Given data:
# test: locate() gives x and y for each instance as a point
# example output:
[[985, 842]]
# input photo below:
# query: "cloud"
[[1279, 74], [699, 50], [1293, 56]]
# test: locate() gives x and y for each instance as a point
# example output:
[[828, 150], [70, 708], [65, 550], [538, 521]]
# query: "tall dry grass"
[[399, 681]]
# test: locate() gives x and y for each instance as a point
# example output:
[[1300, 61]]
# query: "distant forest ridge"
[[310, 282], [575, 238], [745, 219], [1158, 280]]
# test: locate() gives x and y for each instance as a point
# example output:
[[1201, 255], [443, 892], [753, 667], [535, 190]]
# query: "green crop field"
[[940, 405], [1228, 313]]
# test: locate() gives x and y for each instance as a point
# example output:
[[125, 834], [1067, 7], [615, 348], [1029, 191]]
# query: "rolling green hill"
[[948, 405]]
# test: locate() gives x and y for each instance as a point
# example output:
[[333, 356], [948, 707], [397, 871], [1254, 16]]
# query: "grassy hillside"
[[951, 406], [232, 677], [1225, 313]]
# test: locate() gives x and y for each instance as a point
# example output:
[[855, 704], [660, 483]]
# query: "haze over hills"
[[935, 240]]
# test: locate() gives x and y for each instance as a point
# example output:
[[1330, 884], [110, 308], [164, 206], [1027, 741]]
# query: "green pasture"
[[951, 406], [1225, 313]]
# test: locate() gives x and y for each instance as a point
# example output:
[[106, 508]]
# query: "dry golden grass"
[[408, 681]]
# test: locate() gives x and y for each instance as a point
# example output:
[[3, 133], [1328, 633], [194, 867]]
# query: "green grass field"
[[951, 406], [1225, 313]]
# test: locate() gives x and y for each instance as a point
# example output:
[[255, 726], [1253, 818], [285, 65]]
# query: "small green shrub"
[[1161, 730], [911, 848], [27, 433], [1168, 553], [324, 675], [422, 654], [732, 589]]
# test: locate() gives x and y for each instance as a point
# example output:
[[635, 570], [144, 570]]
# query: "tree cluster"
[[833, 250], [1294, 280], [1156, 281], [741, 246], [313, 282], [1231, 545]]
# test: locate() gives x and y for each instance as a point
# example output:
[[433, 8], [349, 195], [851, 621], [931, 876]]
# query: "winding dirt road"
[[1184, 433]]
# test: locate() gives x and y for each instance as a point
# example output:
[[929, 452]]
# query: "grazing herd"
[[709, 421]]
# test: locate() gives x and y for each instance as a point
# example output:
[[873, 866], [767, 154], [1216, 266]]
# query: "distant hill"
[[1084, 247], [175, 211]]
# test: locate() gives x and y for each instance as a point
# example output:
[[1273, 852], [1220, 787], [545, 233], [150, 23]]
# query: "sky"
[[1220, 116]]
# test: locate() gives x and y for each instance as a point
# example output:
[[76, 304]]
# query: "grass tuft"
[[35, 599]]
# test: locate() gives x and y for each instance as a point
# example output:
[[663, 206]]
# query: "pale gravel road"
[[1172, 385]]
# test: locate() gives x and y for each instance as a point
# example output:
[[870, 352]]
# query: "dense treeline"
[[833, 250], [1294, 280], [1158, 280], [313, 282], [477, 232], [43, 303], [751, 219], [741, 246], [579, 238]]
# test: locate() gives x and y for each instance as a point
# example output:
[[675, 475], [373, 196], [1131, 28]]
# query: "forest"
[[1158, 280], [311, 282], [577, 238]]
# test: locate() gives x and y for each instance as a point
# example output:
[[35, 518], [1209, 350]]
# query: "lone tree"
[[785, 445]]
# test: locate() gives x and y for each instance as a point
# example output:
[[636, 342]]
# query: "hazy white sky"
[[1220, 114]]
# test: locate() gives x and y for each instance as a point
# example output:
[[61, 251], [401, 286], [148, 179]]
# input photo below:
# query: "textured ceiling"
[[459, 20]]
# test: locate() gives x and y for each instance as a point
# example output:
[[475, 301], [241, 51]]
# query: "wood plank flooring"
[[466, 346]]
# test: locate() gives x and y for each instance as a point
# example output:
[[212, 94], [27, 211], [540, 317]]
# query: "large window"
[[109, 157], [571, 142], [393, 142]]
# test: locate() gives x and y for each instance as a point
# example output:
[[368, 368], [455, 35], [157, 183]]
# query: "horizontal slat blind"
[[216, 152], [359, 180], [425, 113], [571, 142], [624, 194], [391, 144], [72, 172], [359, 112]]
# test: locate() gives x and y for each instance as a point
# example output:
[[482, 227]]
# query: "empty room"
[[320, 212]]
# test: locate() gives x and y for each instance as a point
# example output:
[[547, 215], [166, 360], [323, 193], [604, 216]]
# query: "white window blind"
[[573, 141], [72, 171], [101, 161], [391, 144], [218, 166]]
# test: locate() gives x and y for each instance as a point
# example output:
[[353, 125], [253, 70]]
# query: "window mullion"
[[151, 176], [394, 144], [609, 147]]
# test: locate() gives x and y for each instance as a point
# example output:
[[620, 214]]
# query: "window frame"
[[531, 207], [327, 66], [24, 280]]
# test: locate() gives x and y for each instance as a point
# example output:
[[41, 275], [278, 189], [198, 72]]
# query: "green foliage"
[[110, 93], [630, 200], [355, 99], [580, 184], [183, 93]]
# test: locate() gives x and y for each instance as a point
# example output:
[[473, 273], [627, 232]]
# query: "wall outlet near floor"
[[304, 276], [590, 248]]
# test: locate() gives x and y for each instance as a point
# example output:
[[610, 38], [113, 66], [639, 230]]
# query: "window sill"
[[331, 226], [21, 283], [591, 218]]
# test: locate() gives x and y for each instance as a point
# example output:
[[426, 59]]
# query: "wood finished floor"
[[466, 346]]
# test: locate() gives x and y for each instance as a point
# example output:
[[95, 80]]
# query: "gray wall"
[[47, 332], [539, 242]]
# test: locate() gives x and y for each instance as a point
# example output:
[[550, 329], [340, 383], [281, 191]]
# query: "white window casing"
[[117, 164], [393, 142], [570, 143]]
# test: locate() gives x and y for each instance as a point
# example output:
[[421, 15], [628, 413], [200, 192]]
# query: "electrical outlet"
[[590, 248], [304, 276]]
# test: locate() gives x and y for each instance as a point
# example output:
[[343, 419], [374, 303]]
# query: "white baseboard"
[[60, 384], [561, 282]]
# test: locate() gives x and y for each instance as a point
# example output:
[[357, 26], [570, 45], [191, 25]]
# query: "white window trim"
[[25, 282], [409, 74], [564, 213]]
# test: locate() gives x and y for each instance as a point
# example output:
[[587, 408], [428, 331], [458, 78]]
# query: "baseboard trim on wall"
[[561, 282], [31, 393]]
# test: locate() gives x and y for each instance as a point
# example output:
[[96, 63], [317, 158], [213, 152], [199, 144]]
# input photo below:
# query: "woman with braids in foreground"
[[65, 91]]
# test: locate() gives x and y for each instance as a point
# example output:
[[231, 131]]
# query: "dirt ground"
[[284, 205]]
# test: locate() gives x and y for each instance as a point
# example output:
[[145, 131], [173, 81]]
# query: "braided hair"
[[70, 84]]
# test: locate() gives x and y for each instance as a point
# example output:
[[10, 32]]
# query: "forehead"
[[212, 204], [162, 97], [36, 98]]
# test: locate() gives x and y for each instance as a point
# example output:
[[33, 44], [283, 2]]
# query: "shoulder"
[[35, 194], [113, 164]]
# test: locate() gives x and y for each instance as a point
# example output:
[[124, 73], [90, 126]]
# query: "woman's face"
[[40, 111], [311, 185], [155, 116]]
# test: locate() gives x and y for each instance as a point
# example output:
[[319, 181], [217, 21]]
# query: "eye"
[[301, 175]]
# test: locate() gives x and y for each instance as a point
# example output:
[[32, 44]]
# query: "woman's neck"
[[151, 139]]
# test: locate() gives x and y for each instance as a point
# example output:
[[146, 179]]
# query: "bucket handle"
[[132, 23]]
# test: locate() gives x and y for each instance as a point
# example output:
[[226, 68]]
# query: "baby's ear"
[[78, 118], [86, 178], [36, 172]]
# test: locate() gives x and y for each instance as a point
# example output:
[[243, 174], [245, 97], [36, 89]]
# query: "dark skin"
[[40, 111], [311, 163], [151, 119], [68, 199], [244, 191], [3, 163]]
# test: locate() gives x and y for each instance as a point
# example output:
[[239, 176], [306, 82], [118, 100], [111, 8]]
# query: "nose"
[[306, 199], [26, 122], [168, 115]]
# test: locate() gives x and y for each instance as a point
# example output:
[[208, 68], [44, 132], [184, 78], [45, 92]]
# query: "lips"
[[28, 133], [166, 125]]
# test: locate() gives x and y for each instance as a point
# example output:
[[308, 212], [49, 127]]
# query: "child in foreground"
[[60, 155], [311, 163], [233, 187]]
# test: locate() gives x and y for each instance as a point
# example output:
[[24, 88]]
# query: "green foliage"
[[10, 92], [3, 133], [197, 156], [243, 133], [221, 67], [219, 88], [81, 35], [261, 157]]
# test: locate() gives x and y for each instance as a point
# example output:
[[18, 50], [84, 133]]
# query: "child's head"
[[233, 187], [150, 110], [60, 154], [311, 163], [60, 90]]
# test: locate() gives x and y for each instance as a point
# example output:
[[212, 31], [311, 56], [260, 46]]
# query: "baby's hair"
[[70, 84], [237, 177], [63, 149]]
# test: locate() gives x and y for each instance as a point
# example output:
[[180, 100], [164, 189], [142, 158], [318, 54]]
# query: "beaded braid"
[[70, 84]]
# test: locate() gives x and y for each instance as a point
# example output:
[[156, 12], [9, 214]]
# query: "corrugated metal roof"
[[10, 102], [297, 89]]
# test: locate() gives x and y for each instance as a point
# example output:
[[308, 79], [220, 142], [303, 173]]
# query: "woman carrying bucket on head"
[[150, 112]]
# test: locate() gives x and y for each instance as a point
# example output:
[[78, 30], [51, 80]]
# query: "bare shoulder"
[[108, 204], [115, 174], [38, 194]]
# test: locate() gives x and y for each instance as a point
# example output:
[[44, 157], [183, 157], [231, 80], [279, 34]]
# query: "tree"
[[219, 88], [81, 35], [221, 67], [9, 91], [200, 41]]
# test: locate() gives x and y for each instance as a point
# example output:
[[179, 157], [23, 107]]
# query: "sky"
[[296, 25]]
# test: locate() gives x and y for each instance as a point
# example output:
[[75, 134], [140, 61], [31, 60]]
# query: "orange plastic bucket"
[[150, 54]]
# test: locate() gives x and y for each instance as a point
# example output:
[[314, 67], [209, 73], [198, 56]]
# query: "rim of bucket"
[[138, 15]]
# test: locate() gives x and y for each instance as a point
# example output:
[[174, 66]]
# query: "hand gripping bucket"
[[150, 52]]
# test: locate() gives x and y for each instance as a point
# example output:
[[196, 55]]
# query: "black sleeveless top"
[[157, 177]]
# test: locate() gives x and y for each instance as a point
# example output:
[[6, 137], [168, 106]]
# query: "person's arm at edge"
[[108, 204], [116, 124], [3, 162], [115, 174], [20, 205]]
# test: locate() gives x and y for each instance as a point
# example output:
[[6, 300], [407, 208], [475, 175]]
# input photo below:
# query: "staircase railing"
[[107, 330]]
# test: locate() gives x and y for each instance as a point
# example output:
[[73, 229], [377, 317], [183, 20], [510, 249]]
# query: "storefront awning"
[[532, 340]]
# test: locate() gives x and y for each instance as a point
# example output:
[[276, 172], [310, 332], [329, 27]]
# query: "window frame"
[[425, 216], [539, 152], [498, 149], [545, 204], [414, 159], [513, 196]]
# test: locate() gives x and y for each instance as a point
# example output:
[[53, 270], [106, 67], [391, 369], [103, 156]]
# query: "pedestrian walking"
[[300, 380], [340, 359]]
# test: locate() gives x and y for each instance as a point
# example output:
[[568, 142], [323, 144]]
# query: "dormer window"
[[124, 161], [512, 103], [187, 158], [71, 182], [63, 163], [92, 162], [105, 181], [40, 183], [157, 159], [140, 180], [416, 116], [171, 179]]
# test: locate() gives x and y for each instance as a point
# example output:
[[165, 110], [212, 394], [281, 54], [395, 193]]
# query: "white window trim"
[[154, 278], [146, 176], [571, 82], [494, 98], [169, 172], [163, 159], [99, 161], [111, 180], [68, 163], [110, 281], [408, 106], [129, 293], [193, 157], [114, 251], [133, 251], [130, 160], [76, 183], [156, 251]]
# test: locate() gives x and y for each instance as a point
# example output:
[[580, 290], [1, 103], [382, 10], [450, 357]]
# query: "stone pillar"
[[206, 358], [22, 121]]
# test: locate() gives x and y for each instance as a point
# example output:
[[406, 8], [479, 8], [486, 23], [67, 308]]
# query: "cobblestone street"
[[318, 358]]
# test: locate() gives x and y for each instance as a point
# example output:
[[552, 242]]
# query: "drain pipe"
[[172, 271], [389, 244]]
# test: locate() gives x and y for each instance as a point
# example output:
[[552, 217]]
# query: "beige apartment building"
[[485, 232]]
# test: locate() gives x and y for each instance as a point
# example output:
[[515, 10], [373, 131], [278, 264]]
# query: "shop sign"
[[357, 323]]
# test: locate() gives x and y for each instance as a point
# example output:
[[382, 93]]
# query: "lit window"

Goal:
Swap "cloud" for "sky" in the lines from the start of the records through the line containing "[[1279, 74], [699, 50], [1293, 56]]", inclusive, and give those lines again with nothing else changed.

Task result:
# test: locate() gives x and y for each instance as a point
# example output:
[[985, 842]]
# input photo below:
# query: "sky"
[[1279, 74], [699, 50], [1293, 56]]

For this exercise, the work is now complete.